• The problem: Pick out every line below that contains the string "query", and copy each of those lines in full.

--- START OF Data supplied ---

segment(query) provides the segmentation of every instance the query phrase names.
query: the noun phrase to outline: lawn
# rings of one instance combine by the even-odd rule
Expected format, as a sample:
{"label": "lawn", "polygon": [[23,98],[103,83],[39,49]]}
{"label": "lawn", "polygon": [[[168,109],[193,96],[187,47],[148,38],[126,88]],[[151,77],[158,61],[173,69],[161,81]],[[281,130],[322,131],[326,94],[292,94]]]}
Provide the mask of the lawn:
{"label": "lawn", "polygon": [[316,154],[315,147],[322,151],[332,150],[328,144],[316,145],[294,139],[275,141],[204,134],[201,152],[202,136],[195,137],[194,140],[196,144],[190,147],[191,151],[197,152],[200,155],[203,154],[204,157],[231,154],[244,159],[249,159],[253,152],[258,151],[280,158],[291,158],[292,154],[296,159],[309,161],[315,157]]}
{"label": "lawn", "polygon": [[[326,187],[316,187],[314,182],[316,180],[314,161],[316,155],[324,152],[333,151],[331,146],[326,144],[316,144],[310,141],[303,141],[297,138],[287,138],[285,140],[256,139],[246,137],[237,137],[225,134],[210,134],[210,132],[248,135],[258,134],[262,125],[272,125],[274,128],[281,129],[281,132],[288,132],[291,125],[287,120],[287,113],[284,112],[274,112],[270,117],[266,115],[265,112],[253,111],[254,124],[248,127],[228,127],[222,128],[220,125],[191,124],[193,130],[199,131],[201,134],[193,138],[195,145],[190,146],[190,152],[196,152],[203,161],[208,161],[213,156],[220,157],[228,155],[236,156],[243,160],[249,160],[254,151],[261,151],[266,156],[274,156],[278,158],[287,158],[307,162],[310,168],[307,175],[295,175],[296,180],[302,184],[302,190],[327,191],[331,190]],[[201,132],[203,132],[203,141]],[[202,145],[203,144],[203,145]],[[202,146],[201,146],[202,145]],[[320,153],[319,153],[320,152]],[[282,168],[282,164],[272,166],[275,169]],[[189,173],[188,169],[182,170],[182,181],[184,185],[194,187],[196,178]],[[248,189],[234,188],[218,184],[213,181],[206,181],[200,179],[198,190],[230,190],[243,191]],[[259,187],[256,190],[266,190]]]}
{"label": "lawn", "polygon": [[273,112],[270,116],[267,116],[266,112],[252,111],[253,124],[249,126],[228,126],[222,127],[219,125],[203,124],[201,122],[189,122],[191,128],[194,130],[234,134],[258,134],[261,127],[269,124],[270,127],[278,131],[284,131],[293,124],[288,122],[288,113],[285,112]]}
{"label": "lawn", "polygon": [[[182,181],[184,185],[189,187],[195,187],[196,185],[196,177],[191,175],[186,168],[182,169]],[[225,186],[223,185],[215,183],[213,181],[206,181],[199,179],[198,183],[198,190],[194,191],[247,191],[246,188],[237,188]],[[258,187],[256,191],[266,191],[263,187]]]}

--- END OF Data supplied ---

• Written response:
segment(query) provides the segmentation of every instance the query phrase names.
query: the noun phrase to outline: lawn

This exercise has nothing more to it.